#### [GOAL]
Locate each of the lines below that contains the word "balcony" and copy every such line in full.

#### [DATA FOR THIS EXERCISE]
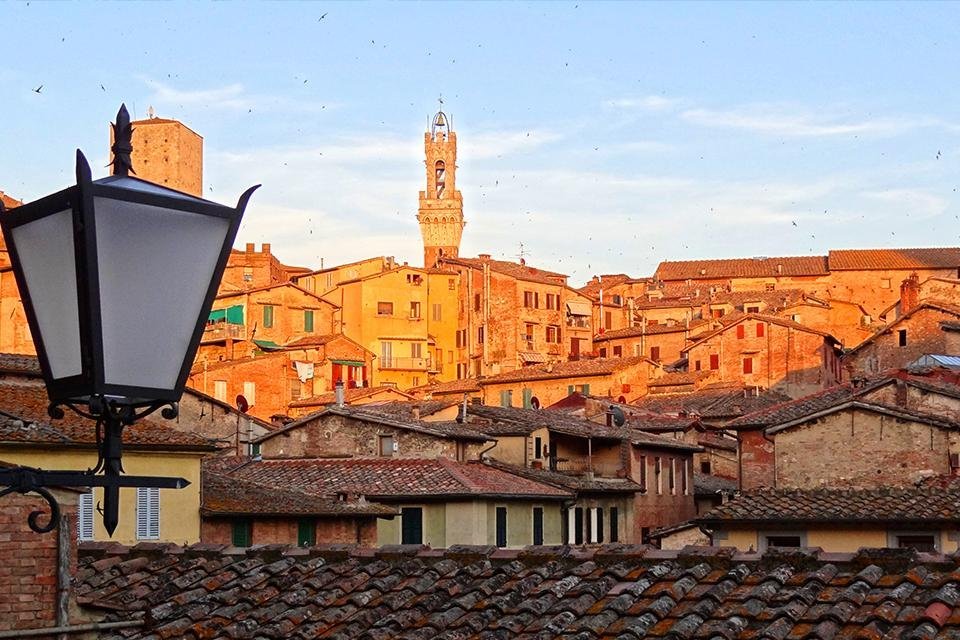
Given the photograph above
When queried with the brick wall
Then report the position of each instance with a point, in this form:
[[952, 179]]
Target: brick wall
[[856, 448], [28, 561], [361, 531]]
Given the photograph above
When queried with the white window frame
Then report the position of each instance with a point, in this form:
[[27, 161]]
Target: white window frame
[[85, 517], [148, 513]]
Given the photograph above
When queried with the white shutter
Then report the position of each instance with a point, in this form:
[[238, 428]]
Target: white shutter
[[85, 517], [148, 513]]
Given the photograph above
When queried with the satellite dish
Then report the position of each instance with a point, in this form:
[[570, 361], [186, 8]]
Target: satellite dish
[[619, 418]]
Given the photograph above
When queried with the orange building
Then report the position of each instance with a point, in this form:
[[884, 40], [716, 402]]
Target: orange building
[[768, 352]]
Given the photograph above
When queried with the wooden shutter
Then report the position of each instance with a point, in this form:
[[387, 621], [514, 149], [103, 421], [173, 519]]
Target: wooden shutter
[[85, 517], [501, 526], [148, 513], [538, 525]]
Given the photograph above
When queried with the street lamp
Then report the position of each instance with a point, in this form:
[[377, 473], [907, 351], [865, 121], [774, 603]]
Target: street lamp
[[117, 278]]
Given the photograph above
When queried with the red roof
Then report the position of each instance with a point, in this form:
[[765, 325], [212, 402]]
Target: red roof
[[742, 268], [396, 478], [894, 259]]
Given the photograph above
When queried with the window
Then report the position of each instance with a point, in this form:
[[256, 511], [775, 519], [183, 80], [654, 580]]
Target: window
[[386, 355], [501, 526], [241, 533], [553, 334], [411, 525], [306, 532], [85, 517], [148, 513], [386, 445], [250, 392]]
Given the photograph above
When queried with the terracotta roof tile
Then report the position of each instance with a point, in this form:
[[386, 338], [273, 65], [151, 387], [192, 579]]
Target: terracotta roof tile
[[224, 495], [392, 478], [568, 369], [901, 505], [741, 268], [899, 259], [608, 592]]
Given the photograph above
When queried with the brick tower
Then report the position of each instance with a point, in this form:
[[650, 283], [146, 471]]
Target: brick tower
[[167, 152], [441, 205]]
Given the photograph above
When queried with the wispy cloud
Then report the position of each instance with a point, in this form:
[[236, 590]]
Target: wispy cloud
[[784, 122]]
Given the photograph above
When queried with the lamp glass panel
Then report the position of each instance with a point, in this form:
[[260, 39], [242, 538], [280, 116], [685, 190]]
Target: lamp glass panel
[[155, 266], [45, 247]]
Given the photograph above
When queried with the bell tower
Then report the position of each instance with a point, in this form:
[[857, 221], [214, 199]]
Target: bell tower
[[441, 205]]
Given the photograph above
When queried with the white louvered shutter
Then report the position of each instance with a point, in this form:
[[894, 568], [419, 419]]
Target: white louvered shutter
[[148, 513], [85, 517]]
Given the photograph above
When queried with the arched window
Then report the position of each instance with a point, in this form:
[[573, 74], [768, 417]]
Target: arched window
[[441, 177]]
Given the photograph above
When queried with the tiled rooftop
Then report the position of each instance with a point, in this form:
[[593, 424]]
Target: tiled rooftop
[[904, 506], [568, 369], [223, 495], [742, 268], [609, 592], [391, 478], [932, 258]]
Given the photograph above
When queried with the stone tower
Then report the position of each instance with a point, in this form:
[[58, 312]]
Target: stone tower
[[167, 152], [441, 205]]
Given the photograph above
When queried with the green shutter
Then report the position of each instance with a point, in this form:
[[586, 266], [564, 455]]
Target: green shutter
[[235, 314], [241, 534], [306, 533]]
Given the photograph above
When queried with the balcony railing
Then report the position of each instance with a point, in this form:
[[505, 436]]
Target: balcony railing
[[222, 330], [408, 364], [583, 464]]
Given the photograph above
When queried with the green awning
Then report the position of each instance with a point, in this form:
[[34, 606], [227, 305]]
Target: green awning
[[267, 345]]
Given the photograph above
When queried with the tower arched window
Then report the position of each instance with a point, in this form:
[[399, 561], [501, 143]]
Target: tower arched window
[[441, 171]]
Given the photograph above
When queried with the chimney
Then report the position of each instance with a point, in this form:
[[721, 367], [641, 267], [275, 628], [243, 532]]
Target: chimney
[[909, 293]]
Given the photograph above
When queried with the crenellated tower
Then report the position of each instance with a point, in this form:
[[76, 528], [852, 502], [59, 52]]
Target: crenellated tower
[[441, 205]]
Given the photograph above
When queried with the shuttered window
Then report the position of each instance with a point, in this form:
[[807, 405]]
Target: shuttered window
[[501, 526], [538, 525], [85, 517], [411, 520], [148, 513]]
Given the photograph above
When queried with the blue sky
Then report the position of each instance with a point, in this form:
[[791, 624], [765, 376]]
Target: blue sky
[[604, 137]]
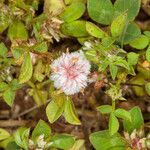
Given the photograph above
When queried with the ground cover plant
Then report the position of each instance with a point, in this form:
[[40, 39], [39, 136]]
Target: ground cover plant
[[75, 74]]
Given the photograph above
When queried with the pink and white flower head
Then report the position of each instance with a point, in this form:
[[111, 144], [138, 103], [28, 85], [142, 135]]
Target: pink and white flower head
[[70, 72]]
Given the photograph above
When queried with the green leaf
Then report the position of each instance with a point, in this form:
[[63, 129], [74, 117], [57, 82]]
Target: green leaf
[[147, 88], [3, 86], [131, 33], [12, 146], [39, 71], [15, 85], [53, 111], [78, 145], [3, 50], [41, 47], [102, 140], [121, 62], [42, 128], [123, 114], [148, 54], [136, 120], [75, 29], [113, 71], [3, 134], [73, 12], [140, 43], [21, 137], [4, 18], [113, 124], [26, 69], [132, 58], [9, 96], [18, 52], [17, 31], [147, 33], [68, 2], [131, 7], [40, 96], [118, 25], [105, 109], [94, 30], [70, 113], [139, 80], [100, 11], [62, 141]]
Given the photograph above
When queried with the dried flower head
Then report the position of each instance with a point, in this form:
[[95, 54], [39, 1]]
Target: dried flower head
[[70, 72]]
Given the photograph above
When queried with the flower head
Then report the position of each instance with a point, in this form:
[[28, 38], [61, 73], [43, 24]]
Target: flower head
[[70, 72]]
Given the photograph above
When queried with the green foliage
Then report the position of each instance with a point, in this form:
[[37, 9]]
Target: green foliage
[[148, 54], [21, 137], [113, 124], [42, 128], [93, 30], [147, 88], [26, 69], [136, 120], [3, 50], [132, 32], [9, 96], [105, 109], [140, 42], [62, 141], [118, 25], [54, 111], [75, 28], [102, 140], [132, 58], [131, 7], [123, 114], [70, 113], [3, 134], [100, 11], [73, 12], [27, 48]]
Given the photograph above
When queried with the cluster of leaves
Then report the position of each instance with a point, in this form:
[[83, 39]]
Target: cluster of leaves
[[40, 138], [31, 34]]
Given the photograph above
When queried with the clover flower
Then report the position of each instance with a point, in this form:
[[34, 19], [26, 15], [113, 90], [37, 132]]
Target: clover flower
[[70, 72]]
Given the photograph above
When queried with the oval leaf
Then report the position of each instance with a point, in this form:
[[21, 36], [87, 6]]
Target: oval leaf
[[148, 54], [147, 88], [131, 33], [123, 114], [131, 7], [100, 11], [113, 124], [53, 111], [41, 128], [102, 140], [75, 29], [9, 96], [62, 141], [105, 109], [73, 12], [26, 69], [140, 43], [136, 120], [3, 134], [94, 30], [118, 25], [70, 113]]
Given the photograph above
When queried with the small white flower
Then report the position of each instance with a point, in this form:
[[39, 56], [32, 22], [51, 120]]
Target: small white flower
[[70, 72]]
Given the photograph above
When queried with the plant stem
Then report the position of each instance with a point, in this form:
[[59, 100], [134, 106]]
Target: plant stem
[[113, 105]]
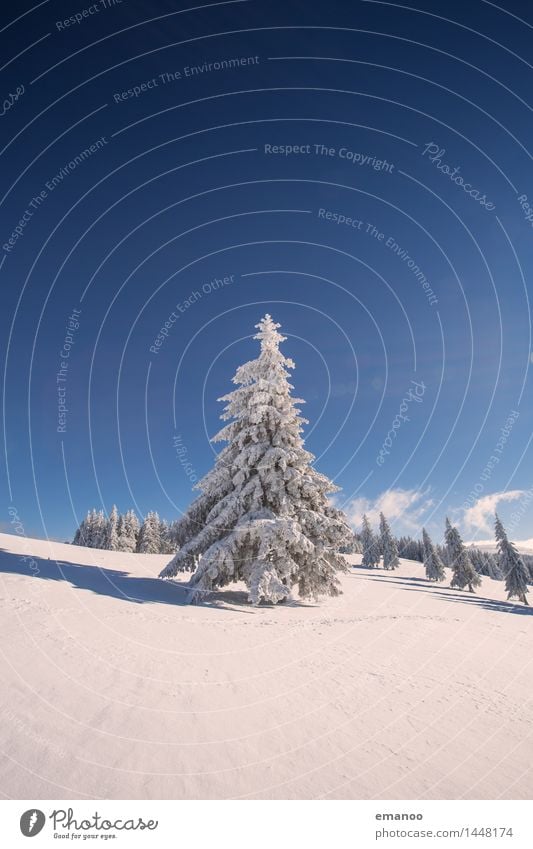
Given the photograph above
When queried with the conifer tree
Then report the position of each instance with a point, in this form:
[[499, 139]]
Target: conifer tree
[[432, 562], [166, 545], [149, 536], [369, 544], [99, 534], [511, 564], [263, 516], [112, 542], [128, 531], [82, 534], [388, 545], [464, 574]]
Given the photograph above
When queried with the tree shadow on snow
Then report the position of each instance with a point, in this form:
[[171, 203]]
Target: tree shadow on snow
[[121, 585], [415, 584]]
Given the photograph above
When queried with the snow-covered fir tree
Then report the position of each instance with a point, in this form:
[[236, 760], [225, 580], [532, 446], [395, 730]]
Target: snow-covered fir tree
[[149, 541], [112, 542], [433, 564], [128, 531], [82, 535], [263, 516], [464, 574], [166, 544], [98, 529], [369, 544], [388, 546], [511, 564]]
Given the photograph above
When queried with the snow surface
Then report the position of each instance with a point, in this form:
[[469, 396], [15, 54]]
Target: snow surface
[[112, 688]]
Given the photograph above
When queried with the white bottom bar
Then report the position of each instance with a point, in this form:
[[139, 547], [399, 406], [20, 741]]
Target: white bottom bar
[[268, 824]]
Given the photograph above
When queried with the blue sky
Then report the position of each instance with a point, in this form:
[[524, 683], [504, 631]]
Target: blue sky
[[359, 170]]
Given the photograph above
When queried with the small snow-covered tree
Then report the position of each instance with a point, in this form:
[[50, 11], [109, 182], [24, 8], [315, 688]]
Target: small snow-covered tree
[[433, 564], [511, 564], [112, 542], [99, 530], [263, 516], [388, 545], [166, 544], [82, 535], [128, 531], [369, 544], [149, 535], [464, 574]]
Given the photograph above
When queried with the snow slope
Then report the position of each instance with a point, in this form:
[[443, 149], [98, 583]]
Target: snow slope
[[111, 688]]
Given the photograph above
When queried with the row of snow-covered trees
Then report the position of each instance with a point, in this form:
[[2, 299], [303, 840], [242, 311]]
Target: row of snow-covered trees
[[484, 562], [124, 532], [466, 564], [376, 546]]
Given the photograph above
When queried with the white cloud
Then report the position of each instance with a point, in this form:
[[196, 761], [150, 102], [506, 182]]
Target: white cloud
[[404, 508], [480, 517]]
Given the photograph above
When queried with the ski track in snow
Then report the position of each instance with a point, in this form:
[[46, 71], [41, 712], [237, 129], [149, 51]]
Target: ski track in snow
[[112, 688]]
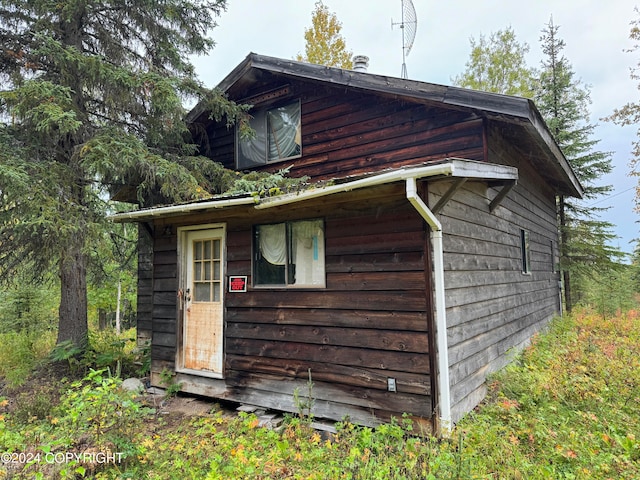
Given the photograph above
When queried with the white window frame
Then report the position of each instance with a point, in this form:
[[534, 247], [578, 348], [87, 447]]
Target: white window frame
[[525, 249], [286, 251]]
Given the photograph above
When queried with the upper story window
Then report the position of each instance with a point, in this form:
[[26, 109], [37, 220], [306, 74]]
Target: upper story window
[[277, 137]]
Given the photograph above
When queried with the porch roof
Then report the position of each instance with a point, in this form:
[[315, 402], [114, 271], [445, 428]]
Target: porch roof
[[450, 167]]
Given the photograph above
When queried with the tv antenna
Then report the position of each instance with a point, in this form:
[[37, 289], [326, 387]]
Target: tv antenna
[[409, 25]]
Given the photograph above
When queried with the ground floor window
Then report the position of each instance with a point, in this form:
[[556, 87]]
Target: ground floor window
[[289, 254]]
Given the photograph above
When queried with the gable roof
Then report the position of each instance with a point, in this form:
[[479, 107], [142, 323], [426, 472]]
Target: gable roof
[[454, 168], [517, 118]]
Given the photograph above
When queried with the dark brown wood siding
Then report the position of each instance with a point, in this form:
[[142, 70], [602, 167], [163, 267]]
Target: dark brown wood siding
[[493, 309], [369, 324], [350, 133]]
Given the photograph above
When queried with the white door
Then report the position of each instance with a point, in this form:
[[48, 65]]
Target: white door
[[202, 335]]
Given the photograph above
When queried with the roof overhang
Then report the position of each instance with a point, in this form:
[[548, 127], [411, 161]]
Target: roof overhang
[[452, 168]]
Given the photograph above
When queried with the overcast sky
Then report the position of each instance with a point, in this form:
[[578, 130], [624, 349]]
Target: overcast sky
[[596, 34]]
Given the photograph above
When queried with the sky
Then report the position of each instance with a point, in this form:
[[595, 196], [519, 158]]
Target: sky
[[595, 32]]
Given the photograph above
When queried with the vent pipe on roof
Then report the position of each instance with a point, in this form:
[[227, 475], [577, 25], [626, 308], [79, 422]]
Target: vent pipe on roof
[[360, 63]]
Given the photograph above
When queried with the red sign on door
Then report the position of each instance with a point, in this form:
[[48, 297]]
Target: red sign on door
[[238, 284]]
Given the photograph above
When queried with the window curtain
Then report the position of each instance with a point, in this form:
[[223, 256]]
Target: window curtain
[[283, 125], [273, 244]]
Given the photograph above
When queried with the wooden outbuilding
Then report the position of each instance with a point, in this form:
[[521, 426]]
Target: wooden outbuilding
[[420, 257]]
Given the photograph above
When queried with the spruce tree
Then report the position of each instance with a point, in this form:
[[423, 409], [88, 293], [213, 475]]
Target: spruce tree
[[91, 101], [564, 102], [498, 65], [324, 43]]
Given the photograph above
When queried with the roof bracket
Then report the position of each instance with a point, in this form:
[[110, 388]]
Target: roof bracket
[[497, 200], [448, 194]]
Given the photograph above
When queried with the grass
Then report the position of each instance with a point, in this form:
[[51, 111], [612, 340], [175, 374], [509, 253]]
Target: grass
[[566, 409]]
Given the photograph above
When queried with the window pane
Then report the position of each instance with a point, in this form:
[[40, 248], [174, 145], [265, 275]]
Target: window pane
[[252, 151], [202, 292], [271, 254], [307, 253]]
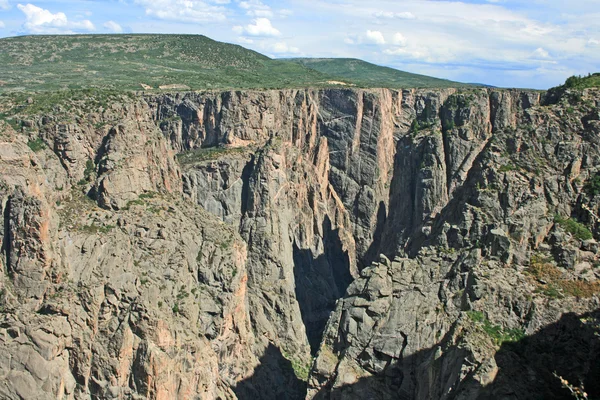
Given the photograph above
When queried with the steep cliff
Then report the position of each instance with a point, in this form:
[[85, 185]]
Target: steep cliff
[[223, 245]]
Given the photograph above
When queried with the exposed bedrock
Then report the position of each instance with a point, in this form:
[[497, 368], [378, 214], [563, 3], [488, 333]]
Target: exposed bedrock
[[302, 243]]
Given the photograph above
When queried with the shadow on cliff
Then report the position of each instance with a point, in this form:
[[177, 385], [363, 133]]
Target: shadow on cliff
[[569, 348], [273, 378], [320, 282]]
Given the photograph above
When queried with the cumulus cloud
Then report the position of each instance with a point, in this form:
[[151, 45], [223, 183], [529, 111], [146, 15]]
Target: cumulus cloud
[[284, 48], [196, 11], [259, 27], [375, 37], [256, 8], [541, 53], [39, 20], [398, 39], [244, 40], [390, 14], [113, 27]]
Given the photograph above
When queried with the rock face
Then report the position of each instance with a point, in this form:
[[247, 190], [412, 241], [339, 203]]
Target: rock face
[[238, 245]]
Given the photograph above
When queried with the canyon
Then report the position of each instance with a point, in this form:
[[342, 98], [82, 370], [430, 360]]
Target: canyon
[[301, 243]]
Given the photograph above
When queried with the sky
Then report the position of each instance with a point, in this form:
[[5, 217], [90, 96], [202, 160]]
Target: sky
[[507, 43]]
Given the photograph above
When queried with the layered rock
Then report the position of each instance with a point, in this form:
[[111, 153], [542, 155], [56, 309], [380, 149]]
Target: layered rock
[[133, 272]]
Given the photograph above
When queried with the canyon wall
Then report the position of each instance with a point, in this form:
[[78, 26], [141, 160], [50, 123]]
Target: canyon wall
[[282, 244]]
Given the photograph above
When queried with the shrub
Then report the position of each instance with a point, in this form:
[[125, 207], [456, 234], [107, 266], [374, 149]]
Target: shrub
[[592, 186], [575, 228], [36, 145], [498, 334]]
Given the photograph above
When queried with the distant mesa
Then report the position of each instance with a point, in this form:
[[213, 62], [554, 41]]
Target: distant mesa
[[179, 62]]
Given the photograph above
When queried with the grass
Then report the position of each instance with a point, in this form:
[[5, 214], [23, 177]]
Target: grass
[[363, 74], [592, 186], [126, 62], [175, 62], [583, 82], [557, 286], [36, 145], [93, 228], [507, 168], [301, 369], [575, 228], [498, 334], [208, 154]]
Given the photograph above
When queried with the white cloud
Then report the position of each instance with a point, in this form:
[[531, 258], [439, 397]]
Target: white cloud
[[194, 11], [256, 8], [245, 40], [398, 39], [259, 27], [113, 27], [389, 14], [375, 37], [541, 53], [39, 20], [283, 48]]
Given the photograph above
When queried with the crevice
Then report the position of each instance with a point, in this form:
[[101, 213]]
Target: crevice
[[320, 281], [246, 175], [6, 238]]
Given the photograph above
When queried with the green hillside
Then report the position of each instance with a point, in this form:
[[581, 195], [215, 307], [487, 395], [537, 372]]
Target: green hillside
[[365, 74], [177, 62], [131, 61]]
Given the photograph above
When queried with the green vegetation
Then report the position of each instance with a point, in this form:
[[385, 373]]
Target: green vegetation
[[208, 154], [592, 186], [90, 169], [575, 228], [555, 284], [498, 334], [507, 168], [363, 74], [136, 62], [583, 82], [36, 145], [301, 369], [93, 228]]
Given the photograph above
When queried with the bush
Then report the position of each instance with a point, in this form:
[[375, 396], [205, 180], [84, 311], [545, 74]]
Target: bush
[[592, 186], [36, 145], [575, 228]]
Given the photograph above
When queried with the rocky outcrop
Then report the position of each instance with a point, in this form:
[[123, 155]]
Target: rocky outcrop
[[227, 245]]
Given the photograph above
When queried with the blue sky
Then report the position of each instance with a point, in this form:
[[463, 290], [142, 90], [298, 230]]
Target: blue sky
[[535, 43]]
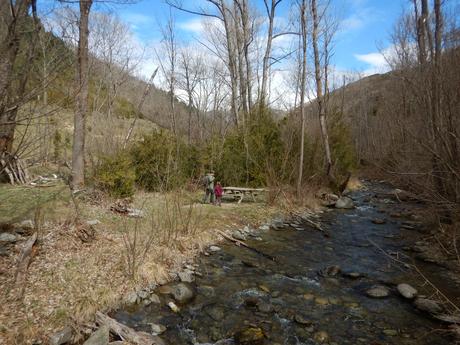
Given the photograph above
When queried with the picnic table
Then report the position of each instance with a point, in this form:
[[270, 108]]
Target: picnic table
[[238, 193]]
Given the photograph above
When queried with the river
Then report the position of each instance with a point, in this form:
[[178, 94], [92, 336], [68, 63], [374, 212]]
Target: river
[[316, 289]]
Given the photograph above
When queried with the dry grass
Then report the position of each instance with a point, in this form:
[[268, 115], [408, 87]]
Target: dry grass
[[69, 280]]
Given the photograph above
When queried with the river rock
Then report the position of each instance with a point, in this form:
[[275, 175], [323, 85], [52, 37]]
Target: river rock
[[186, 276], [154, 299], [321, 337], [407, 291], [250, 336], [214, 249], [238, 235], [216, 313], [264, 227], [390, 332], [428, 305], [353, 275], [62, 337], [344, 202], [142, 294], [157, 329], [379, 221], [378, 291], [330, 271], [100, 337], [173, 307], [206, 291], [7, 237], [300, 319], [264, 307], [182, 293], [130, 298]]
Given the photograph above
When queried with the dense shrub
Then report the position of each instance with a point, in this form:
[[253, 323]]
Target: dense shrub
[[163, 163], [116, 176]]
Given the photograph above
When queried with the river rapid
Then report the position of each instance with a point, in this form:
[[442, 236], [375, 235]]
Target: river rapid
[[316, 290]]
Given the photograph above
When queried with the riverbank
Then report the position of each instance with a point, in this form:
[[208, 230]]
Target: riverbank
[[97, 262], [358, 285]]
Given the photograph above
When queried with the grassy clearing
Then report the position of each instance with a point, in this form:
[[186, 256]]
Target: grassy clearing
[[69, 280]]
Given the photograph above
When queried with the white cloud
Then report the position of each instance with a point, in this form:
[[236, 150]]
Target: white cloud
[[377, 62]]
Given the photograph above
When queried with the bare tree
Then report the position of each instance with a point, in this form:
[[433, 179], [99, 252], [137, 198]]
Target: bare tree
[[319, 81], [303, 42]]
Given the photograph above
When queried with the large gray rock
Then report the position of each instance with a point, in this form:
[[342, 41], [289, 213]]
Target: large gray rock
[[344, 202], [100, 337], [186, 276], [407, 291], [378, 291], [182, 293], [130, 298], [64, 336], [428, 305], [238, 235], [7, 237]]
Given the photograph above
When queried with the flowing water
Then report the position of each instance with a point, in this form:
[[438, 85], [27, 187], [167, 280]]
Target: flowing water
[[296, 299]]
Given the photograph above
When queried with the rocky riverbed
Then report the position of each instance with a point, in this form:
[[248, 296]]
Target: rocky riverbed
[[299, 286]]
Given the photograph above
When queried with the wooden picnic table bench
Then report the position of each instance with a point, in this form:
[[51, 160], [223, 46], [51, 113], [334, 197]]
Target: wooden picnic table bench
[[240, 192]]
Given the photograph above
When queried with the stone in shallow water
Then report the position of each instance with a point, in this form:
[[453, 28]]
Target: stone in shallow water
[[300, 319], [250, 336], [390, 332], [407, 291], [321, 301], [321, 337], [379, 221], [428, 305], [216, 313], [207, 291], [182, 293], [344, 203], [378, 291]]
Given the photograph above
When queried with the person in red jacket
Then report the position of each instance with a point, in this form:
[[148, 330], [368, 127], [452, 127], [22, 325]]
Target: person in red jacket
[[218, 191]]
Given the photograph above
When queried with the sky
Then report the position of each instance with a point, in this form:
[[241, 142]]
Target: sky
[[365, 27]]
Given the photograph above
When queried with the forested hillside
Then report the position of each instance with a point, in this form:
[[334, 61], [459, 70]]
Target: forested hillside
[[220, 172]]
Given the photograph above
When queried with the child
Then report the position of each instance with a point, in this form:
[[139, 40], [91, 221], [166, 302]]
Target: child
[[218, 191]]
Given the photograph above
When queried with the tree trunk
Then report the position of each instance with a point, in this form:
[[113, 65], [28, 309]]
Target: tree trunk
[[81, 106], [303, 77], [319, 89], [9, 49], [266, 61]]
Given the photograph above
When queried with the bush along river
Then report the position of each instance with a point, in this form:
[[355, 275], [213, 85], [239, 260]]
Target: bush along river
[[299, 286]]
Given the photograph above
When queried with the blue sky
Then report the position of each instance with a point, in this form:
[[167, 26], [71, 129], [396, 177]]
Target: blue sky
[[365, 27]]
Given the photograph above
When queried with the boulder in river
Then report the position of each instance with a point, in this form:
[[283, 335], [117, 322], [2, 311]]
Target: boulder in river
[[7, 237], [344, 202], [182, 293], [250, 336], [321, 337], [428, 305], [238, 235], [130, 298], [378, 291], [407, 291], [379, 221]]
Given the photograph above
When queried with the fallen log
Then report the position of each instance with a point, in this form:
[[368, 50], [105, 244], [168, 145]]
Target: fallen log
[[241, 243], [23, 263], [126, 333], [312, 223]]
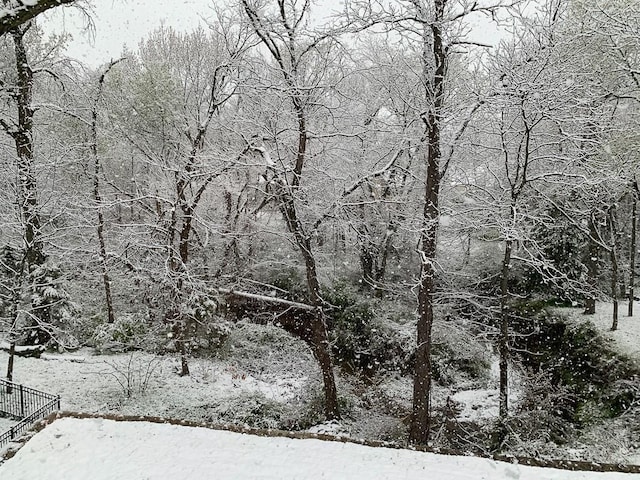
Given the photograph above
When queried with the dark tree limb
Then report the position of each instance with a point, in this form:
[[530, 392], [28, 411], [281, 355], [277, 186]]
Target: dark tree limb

#### [RESPONSE TO THIS EXERCISE]
When queried with the balcony railing
Target: balcony railing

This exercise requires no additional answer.